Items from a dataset
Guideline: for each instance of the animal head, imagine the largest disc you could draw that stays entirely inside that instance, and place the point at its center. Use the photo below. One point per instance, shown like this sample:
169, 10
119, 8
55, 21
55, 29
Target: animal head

## PROBLEM TO SOLVE
The entire set of entries, and nothing else, should be set down exactly.

## SOLUTION FOR THIS TASK
Guideline: for each instance of the animal head, imagine the largest disc you could draw that stays entirely inside that instance, and place the point at its center. Use the photo below. One point per instance, shown like this sample:
169, 10
119, 8
55, 21
55, 29
Target: animal head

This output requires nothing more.